_Excerpt provided_
□ □ □ □

The Constitution of the Socialist Republic of Vietnam () is the current constitution of Vietnam, adopted on 28 November 2013 by the Thirteenth National Assembly, and took effect on January 1, 2014. It is the fourth constitution adopted by the Vietnamese government since the political reunification of the country in 1976.

Current constitution
The current constitution, known as the 2013 Constitution, contains a preamble and 11 chapters:
Chapter I: Political System
Chapter II: Human Rights, Basic Civil Rights and Civic Duties
Chapter III: The Economy, Society, Culture, Education, Science, Technology, and the Environment
Chapter IV: Defence of the Homeland
Chapter V: The National Assembly
Chapter VI: President of the Republic
Chapter VII: The Government
Chapter VIII: The People's Court and the People's Procuracy
Chapter IX: Local Government
Chapter X: The National Electoral Council and the State Audit Office
Chapter XI: The Effect of the Constitution and Amending the Constitution

Previous constitutions
The Democratic Republic of Vietnam had two constitutions: 
1946 Constitution of the Democratic Republic of Vietnam, adopted on November 9, 1946.
1959 Constitution of the Democratic Republic of Vietnam, adopted on December 31, 1959.

Upon political reunification of the country in 1976, the 1960 Constitution of the Democratic Republic became the constitution of the Socialist Republic of Vietnam. Since then, the Vietnamese government adopted two constitutions before the 2013 Constitution:
1980 Constitution of the Socialist Republic of Vietnam, adopted on December 19, 1980.
1992 Constitution of the Socialist Republic of Vietnam, adopted on April 25, 1992, and amended in 2001.

The former Republic of Vietnam also had two constitutions, adopted in 1956 and 1967. Neither of these constitutional documents is in force, as the 1967 Constitution was abrogated when the government of the Republic of Vietnam collapsed in 1975.

□ □ □ □

_Data lines_
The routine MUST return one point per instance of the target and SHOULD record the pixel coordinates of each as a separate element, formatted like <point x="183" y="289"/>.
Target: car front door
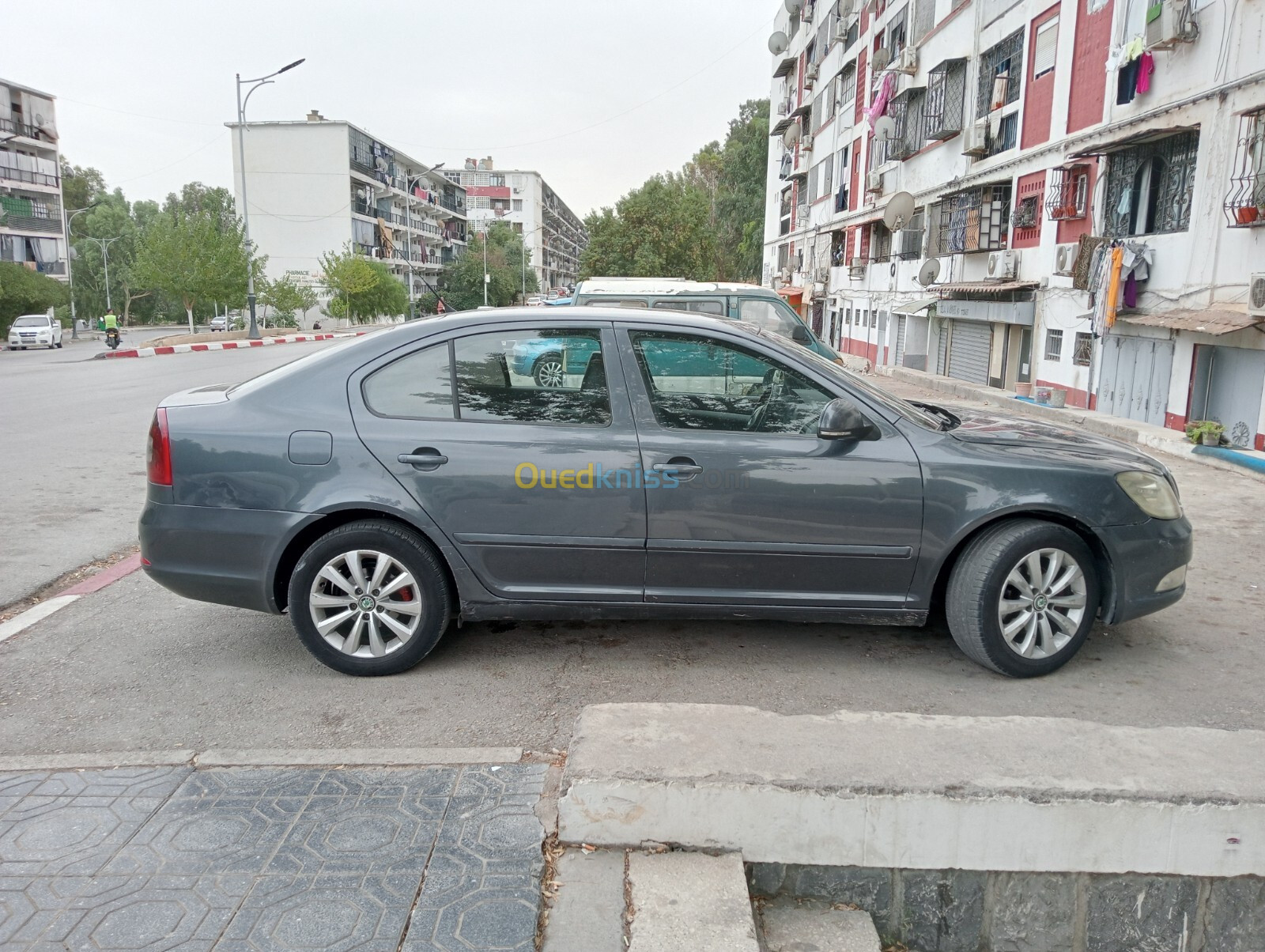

□ □ □ □

_Task 1_
Answer these about the text on Vietnam's constitution:
(a) On what date did the 2013 Constitution take effect?
(b) What is the title of Chapter VI?
(c) In which years did the former Republic of Vietnam adopt its two constitutions?
_Task 2_
Please retype the stretch of the text on Vietnam's constitution from "1959 Constitution of" through "December 19, 1980.".

_Reply 1_
(a) January 1, 2014
(b) President of the Republic
(c) 1956 and 1967

_Reply 2_
1959 Constitution of the Democratic Republic of Vietnam, adopted on December 31, 1959.

Upon political reunification of the country in 1976, the 1960 Constitution of the Democratic Republic became the constitution of the Socialist Republic of Vietnam. Since then, the Vietnamese government adopted two constitutions before the 2013 Constitution:
1980 Constitution of the Socialist Republic of Vietnam, adopted on December 19, 1980.